- [Action item] Print exactly what the entries say, line by line, from the first line down to the one with "column 262, row 225", inclusive.

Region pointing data
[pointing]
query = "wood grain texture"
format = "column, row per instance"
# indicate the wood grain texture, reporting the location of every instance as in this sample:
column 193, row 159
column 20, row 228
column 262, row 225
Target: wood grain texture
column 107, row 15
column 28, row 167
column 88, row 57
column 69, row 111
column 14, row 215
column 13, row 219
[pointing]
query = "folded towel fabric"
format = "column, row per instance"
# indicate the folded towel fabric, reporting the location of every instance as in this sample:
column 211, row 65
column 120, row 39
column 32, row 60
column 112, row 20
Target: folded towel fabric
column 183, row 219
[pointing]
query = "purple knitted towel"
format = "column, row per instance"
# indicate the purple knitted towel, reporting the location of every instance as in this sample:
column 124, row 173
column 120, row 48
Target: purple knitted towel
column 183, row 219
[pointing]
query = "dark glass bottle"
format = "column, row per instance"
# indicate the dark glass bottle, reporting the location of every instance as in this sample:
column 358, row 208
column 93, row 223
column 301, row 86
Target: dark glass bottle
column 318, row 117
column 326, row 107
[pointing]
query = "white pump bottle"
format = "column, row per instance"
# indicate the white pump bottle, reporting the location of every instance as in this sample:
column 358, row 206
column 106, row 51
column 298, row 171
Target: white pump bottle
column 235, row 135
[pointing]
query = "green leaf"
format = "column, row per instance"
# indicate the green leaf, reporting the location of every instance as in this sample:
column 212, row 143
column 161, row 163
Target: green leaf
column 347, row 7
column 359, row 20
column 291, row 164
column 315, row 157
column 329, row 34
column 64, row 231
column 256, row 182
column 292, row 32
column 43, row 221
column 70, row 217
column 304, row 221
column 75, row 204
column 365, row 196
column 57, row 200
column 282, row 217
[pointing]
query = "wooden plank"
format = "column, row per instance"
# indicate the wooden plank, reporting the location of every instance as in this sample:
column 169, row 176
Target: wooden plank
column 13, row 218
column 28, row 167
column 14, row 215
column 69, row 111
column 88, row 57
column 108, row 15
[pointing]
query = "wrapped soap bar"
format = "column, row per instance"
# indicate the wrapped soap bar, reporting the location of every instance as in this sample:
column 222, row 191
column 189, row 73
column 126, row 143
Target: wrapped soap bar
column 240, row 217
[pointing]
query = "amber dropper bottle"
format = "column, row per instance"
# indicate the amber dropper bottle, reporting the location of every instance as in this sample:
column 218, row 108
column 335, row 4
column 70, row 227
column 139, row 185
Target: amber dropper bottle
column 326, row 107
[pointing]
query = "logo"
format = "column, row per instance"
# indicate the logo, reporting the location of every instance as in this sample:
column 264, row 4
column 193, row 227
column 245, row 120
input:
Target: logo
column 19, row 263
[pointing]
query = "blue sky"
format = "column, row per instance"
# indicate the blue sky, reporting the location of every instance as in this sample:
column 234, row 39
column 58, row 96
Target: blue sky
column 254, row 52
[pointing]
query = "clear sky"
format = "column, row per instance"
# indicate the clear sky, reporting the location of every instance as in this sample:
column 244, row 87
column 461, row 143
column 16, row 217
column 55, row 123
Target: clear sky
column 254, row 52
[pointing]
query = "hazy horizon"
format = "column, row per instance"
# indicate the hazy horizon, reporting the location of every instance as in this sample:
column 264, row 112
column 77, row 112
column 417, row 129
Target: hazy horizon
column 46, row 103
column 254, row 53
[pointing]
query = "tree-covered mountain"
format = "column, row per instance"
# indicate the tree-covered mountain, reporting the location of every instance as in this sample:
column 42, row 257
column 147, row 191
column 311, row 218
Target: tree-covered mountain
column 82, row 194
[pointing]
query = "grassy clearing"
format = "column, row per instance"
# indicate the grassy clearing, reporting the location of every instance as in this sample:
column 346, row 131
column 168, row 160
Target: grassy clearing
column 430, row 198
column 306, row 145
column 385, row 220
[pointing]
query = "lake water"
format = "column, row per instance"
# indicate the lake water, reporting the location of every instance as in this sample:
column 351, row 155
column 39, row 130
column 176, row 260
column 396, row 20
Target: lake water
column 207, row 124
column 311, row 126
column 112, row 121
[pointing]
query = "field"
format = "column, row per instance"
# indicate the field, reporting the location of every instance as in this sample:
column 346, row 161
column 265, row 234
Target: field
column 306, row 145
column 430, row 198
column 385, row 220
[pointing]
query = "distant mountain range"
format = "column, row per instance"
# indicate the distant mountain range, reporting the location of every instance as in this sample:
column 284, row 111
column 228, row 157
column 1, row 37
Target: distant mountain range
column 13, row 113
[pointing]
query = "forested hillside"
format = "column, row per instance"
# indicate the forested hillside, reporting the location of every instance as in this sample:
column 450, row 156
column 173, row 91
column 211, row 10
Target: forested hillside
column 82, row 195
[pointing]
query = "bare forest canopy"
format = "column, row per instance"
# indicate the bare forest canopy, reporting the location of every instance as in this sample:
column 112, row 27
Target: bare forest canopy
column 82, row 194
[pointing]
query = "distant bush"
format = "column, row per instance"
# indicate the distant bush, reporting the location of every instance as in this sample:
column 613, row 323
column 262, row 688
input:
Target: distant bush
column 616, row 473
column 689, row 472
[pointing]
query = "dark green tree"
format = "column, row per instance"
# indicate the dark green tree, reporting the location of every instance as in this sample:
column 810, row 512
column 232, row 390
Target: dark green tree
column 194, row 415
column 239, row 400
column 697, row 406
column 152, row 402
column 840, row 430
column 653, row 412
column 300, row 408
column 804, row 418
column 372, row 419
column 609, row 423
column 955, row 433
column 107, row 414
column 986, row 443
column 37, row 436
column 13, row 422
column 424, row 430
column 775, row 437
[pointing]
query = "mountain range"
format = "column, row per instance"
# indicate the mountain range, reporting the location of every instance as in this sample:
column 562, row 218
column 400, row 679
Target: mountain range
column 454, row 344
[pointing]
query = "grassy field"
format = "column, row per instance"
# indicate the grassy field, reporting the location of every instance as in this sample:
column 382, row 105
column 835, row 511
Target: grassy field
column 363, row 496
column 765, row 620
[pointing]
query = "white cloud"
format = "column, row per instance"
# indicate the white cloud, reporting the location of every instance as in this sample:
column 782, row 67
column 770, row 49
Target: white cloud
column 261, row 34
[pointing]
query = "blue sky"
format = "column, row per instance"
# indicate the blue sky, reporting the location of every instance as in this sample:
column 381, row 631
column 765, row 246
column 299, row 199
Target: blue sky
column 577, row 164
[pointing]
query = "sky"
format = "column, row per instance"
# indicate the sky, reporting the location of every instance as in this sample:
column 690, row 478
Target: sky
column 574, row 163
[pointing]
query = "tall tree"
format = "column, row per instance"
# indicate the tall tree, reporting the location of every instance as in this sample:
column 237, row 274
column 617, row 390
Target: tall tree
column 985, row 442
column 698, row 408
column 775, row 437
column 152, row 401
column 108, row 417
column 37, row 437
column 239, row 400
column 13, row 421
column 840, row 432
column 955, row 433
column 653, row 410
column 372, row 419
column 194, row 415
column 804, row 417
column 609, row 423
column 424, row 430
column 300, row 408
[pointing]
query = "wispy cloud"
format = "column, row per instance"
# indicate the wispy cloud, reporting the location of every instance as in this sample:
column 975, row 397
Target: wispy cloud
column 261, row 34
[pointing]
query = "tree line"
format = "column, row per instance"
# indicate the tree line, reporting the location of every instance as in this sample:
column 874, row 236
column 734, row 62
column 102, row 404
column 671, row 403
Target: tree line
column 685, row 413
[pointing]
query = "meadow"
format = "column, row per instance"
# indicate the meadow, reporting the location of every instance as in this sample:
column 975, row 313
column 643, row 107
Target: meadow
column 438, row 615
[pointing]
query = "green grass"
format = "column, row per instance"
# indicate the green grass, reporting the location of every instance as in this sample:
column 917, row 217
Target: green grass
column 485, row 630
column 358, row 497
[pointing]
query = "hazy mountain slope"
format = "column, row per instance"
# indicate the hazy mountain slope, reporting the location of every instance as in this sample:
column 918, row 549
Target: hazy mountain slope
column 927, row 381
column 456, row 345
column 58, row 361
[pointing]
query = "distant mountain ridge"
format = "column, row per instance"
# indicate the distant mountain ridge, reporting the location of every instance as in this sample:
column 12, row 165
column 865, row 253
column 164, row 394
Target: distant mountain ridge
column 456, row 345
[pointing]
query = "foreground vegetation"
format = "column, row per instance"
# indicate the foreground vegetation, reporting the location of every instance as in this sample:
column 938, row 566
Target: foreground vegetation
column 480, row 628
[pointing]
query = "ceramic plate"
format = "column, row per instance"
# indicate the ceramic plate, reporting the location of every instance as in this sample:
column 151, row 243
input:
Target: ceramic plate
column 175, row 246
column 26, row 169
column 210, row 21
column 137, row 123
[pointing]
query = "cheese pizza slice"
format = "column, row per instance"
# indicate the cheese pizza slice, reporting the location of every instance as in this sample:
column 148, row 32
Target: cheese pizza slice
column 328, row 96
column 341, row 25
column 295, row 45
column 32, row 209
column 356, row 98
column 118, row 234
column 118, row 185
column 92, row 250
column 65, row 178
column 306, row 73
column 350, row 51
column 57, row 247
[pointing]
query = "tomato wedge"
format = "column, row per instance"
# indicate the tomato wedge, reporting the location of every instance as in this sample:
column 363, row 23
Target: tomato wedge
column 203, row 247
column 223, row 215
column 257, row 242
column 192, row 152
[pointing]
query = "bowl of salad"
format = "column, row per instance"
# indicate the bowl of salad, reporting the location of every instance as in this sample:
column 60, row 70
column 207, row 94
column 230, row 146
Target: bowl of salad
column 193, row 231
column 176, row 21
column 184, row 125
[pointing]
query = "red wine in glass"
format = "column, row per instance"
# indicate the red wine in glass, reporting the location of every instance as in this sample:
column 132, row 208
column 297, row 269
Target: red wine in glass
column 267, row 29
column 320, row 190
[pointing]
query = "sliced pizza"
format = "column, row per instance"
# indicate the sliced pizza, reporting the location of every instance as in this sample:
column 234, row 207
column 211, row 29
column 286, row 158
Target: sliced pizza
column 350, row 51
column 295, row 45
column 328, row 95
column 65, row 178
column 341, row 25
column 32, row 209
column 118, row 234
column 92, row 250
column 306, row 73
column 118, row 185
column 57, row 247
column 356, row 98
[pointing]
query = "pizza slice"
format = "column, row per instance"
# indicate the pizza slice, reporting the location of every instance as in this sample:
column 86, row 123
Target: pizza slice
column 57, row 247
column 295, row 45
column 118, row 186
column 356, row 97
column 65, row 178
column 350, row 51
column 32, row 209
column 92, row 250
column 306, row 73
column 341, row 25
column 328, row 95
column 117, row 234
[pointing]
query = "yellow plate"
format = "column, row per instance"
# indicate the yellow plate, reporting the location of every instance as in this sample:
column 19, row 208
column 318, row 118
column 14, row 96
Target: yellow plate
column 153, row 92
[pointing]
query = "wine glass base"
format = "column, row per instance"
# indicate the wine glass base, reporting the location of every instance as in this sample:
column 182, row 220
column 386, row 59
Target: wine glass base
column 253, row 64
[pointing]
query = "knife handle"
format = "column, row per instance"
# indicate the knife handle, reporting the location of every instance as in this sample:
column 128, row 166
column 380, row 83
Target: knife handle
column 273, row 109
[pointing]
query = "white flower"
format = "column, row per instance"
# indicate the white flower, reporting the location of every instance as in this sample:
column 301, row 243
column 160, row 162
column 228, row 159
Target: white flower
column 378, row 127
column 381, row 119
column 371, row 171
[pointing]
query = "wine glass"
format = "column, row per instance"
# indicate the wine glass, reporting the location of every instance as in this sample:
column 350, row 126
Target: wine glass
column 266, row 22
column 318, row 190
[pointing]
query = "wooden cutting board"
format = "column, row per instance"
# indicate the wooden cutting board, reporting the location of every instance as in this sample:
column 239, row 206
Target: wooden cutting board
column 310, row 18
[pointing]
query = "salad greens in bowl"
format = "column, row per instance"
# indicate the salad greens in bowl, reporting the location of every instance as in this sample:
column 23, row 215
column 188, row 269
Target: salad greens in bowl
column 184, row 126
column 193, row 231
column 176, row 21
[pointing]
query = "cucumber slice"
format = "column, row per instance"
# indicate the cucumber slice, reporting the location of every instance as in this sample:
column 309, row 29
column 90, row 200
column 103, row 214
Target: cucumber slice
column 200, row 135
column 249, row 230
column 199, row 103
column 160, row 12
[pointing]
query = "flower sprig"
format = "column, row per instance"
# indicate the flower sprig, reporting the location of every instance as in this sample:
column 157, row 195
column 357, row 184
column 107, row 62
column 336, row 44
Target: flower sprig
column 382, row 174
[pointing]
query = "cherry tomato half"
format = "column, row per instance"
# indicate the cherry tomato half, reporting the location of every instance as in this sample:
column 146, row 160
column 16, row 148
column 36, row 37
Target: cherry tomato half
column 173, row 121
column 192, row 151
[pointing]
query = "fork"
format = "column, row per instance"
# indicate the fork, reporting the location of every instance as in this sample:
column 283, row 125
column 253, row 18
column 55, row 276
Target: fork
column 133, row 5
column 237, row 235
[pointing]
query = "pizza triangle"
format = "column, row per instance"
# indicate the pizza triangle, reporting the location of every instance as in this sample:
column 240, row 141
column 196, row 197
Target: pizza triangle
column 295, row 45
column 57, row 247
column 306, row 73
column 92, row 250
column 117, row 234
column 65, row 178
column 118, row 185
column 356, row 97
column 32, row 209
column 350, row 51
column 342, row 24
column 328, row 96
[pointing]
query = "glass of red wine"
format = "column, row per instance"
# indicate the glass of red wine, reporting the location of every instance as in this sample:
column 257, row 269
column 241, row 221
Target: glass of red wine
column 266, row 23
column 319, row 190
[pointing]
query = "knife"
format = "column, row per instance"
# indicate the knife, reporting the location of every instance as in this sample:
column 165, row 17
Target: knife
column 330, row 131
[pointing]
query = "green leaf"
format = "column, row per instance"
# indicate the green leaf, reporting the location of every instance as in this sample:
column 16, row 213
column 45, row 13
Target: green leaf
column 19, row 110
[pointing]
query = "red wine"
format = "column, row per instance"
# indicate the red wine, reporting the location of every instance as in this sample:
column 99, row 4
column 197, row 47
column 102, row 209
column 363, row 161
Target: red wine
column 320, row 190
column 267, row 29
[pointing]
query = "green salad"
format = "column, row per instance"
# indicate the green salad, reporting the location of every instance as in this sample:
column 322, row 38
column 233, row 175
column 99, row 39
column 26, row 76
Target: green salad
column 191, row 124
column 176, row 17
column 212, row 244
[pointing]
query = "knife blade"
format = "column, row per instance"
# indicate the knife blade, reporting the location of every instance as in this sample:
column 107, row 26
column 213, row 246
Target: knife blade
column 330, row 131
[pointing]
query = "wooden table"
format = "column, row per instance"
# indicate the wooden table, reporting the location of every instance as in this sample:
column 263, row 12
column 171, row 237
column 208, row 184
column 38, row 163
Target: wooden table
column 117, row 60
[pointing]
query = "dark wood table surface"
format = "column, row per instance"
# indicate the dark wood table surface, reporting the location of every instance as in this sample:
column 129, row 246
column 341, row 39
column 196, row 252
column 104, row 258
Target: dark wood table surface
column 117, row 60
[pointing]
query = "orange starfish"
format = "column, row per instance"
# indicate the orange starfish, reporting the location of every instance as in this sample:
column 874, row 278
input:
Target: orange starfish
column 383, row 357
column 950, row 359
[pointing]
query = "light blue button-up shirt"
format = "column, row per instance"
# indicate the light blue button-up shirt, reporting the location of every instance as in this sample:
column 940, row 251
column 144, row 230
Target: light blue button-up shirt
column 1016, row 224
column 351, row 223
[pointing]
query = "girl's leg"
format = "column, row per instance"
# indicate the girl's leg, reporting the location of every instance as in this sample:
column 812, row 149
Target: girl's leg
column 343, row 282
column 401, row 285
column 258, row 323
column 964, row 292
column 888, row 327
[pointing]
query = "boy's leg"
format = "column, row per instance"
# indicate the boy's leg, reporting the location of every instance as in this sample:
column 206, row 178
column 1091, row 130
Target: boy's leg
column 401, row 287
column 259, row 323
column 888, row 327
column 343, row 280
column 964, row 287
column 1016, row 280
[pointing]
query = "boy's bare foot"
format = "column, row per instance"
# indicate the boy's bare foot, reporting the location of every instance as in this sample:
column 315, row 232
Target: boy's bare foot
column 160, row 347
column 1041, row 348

- [Answer area]
[pointing]
query = "wood grain texture"
format = "column, row per instance"
# indicate the wood grain texture, reporting the location of every instance as in this sample:
column 193, row 159
column 20, row 228
column 262, row 225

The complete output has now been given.